Rescale the material starting with the line that contains "Challenge round — find the assault" and going on through the line that contains "[429,303,451,335]", both included. Write out every one of those lines again, with the requests left unchanged and each bounding-box coordinate in the answers multiplied by 2 and rounded to a whole number, halves rounded up.

(Stored data entries)
==============================

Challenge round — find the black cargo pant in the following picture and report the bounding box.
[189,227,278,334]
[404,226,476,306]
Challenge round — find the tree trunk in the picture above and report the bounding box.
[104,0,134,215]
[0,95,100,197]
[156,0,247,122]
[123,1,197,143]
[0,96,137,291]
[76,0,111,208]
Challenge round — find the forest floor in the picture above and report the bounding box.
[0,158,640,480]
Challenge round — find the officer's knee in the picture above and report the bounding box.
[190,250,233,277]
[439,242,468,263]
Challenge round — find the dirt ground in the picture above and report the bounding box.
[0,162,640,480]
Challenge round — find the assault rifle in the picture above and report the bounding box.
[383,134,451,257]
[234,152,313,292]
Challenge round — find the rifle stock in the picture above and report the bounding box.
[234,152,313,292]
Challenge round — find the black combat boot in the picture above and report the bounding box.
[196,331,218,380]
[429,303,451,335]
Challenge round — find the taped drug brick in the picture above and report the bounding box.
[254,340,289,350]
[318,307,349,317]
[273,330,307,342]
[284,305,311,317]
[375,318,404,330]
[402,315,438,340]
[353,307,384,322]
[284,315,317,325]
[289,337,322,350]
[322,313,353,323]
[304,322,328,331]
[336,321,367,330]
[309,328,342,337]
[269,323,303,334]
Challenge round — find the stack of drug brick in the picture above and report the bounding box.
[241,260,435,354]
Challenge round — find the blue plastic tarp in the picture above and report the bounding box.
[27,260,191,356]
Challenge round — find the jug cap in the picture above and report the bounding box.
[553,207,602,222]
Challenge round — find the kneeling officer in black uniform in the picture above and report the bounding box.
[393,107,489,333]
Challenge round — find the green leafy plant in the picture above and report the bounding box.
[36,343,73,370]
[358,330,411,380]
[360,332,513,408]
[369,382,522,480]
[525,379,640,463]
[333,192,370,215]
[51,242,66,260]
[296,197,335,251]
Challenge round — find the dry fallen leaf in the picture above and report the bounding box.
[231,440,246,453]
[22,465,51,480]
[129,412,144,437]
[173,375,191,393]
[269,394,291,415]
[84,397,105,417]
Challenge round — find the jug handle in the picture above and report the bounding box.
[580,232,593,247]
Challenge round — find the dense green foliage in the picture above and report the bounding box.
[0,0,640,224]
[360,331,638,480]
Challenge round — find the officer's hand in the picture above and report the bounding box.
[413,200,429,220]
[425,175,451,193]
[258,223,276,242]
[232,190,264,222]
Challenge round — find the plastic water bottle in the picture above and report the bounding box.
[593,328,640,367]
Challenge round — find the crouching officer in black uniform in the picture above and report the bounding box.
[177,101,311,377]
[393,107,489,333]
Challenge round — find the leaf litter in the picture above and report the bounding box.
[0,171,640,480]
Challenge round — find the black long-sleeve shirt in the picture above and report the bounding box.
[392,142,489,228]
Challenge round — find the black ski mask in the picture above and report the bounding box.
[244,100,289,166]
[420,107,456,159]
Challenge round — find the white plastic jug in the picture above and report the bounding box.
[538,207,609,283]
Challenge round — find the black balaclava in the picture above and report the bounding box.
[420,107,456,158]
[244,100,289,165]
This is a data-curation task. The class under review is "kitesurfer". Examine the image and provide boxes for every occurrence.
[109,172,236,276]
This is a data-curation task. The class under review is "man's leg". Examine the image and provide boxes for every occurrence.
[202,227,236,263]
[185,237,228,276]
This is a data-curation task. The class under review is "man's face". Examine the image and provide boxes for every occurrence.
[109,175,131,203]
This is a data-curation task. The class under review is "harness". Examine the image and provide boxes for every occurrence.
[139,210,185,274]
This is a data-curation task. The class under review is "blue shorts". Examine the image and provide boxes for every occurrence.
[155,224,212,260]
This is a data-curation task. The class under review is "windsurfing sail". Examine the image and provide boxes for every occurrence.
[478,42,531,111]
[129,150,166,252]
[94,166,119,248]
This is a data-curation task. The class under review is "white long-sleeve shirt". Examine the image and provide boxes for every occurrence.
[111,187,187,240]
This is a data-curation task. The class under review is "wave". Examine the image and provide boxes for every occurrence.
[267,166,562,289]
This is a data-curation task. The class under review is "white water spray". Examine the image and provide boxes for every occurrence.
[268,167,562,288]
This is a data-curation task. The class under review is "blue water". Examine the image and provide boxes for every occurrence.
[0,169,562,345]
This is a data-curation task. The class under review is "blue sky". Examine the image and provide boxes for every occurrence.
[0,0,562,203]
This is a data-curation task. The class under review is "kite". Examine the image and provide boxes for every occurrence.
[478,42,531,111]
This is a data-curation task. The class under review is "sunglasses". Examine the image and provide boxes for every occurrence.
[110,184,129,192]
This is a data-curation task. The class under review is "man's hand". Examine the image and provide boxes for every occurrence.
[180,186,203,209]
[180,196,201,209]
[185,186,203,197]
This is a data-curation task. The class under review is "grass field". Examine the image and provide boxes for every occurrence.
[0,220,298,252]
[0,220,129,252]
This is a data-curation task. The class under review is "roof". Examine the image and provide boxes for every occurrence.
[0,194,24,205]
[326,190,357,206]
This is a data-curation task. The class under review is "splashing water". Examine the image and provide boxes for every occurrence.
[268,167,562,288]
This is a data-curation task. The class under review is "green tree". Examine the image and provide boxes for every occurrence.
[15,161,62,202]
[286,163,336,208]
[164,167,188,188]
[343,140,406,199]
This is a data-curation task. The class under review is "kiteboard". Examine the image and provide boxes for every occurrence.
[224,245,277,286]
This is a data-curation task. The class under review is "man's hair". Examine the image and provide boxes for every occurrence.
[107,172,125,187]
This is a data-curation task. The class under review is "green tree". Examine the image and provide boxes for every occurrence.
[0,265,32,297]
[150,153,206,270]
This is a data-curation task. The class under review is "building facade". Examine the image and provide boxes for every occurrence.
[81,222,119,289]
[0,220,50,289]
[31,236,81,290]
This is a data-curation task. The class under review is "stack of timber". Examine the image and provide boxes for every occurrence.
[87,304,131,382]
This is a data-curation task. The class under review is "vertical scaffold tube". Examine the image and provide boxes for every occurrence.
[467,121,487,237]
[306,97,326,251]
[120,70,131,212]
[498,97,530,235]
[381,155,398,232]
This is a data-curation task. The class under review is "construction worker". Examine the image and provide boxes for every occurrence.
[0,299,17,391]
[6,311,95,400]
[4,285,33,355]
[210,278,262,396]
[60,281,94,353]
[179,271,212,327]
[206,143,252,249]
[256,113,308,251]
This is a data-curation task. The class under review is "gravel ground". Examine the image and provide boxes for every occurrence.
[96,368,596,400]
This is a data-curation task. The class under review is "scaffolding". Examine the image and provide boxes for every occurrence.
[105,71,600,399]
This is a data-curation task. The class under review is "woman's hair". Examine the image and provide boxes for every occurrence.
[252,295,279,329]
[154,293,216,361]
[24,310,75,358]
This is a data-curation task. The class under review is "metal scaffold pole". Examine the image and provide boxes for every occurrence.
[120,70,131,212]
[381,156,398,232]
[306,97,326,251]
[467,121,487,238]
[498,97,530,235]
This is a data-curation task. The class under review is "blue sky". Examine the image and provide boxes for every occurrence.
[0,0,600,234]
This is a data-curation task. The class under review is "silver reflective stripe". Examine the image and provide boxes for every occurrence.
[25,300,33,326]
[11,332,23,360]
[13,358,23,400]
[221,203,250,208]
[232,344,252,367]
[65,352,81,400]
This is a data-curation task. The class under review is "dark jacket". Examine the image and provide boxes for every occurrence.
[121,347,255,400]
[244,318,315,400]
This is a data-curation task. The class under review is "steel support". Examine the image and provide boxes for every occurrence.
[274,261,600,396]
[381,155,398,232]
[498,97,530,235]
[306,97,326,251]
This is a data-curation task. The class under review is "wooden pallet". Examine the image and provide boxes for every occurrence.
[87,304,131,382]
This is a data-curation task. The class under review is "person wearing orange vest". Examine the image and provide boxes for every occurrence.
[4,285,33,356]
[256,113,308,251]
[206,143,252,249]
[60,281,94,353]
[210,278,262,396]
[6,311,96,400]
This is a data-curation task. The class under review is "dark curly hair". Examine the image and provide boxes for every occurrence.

==============================

- **Right answer**
Challenge round — find the assault rifle in the picture above and report the bounding box.
[766,268,902,514]
[468,304,626,584]
Challenge round — find the rifle stock in the picture above and report the bounding box.
[468,304,626,584]
Challenge round — find the black combat boot in the picture above and report the bounding box.
[392,662,436,760]
[858,606,902,670]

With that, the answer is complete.